▸ **TEXT PASSAGE**
------

Until January 2017, 262 patients had been diagnosed with IgG4-RD at the Peking Union Medical College Hospital, 10 (3.8%) of whom had pituitary involvement and were diagnosed with IgG4-RH. The mean age at diagnosis of IgG4-RH was 48.4 (16.0–64.0) years, with a male to female ratio of 4 : 1. The patients made their first visits in the departments of endocrinology (3 cases), rheumatology (2 cases), neurosurgery (2 cases), nephrology (1 case), general internal medicine (1 case), and stomatology (1 case).

3.1. Clinical Characteristics of IgG4-Related Hypophysitis Patients

The principal clinical characteristics, endocrine abnormalities, and MRI features of IgG4-RH patients are listed in Tables 1 and 2. Isolated IgG4-RH was shown in only one case. First symptoms included hypotonic polyuria (3 cases), swollen eyelids (2 cases), fatigue and anorexia (1 case), and cough (1 case). An average of 3 (ranging from 0 to 9) extrapituitary organs were involved. The total course of IgG4-RD was 79.3 ± 75.7 months. The submandibular gland, parotid gland, and lacrimal gland, as well as the lymph nodes, were the most commonly involved organs. Other organs included the kidneys, the aorta, and the lungs. Figure 1 illustrates images of extrapituitary involvements in this study. A marked elevation of serum IgG4 levels was observed in nine out of ten patients. The serum IgG4 level was not associated with the number of systems involved or the duration of IgG4-RD.

A pituitary biopsy was performed in patient 10. The pathological analysis revealed an inflammatory pseudotumor with lymphocyte infiltration (IgG positive and IgG4 negative). In the literature, 28 IgG4-RH cases with pituitary biopsies (including this study) were reported. Among them, 4 (14.3%) [810] turned out to be lacking abundant IgG4-positive cells.

As shown in Table 2, 9/10 of the IgG4-RH patients had abnormal pituitary functions. Detailed anterior and posterior pituitary function evaluation of ten patients before treatment is shown in Table 3. Five patients had panhypopituitarism, three had only posterior hypopituitarism, one had only anterior hypopituitarism, and one had normal pituitary function. In total, central diabetes insipidus was found in eight patients (80%), secondary gonadal hormone deficiency was observed in five patients (50%), secondary hypoadrenalism was observed in three patients (30%), secondary hypothyroidism was observed in two patients (20%), and growth hormone deficiency was observed in one patient (10%). The onset of anterior hypopituitarism and/or CDI occurred at the age of 46.1 ± 13.1 years, and the time course of pituitary dysfunction was 27.2 ± 31.9 months. A headache was observed in one patient, and visual defects were found in two patients, all of whom had a pituitary mass on MRI.

MRI study showed one case with solitary pituitary mass and seven cases with pituitary stalk thickening. Two cases demonstrated both pituitary mass and stalk thickening. The pituitary MRIs of patient 5 at diagnosis and during follow-up are shown in Figure 2, as an illustration.

------

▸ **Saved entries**
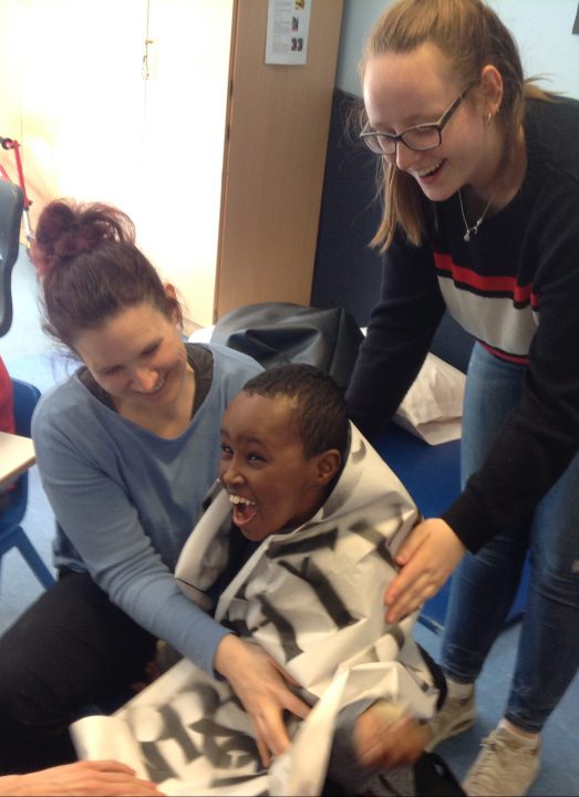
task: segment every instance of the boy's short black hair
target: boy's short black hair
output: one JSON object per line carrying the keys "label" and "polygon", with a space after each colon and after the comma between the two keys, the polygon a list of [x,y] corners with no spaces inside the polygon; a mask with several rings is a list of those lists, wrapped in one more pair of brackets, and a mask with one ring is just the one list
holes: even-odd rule
{"label": "boy's short black hair", "polygon": [[307,459],[329,448],[345,457],[349,422],[343,391],[314,365],[288,363],[267,369],[244,385],[248,395],[294,400],[294,421]]}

------

▸ **PROBLEMS TO WORK ON**
**1)** In the passage on IgG4-related hypophysitis, reproduce the text word for word, starting with "MRI study showed" and ending after "as an illustration.".
**2)** Name every hospital department where, according to the passage on IgG4-related hypophysitis, the patients made their first visits.

▸ **ANSWERS BY ITEM**
**1)**
MRI study showed one case with solitary pituitary mass and seven cases with pituitary stalk thickening. Two cases demonstrated both pituitary mass and stalk thickening. The pituitary MRIs of patient 5 at diagnosis and during follow-up are shown in Figure 2, as an illustration.

**2)**
- Endocrinology
- Rheumatology
- Neurosurgery
- Nephrology
- General internal medicine
- Stomatology